What is expected: Add -28 to each pixel coordinate in the answers, from the line with "the beige stucco" through the line with "pixel 318 126". Write out every one of those lines in order, and leave all other lines as they are.

Records for this task:
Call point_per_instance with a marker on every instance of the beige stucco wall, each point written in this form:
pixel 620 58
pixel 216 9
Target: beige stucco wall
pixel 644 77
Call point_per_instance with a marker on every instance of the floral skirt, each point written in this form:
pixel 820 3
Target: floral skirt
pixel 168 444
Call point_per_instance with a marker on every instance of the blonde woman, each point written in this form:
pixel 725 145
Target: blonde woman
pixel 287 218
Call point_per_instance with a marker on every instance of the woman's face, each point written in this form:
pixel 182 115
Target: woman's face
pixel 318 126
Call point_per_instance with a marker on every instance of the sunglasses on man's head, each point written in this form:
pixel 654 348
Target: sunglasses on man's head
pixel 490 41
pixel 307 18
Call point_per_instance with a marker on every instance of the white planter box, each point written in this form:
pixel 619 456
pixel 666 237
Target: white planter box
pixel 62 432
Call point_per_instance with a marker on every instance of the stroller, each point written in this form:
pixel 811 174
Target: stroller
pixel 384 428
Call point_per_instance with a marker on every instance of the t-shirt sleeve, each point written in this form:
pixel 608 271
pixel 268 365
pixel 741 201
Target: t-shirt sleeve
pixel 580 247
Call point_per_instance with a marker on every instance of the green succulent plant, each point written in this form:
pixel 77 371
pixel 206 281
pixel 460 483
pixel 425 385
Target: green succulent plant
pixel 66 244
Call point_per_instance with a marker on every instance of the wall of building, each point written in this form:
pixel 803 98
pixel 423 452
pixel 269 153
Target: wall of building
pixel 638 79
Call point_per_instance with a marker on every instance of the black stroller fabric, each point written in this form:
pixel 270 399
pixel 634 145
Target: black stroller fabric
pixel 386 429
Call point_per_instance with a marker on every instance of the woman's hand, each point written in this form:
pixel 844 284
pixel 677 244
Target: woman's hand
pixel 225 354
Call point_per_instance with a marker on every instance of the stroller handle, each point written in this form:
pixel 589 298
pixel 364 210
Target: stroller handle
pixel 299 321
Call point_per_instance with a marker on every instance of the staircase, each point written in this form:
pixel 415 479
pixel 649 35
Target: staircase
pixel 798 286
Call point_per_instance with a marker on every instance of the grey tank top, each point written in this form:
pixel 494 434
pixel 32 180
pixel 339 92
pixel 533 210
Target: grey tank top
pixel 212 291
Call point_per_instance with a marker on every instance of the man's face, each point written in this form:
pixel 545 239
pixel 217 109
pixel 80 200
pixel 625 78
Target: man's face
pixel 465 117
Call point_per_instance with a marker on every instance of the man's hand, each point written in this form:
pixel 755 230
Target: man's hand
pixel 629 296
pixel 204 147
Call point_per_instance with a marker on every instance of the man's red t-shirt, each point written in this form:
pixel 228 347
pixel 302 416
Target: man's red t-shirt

* * *

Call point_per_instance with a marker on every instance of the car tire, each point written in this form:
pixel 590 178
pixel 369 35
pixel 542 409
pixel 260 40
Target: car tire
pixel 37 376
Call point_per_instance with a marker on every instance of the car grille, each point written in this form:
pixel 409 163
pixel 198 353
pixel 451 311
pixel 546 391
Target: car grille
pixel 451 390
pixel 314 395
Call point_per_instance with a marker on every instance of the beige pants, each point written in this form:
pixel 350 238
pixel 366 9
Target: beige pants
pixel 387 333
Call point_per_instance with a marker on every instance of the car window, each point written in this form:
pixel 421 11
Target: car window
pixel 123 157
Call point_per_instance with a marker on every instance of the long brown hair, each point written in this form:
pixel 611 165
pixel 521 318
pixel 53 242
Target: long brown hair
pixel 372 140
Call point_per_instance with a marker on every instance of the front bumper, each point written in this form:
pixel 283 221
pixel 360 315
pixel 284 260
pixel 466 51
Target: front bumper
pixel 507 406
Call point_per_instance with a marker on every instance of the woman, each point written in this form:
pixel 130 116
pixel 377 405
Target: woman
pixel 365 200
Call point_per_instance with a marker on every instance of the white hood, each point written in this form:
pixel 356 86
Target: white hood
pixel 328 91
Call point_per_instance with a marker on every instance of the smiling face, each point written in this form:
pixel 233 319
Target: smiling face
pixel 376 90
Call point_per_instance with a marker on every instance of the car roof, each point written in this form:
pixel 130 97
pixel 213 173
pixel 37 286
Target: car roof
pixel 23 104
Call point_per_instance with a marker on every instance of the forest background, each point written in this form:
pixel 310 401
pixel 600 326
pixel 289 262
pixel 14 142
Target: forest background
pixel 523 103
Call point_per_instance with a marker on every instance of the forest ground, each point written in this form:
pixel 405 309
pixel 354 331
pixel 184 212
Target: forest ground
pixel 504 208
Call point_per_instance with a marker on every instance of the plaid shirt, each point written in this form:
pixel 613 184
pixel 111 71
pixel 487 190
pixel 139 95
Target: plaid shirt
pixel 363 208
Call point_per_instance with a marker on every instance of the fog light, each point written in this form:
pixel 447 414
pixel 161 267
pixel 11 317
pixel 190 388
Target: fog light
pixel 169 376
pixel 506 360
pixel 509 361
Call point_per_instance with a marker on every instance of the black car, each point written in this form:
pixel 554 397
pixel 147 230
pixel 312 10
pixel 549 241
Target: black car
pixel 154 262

--

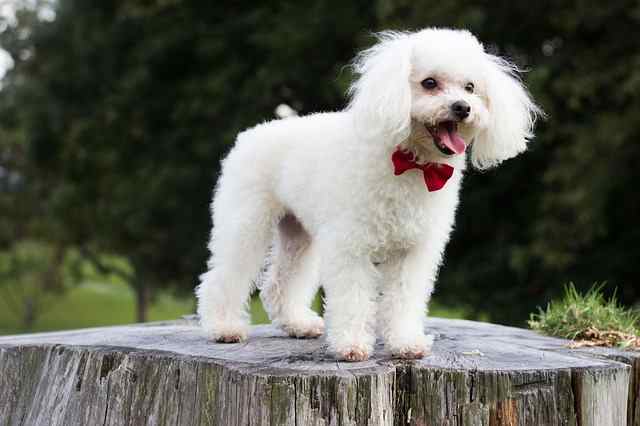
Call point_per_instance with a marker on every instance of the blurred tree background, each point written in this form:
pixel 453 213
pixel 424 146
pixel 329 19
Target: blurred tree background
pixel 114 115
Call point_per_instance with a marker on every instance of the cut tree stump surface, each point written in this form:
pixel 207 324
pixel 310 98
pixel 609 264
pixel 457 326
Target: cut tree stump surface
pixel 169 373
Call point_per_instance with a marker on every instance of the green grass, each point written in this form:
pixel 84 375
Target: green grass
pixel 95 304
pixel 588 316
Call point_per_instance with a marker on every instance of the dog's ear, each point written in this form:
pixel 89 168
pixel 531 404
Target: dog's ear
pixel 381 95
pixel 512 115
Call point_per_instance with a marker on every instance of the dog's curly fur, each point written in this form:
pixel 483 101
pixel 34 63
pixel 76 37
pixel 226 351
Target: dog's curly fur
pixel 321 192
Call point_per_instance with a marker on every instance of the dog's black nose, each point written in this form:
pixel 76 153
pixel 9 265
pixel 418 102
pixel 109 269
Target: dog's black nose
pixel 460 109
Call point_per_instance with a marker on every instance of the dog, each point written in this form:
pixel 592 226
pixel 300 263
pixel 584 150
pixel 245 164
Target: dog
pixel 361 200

Answer to this task:
Call point_per_instance with a marker on every instance of the beige stucco wall, each point written in this form:
pixel 620 58
pixel 216 9
Target: beige stucco wall
pixel 616 49
Call point_per_instance with a marker on every instance of the floral skirt, each point written in this form:
pixel 820 3
Target: floral skirt
pixel 140 416
Call point_per_instance with a marker on every instance of the blonde woman, each point written in this form:
pixel 725 145
Target: blonde woman
pixel 259 190
Call point_per_instance with a marker on every instance of the woman's face, each point written in this form:
pixel 182 115
Target: woman's face
pixel 290 98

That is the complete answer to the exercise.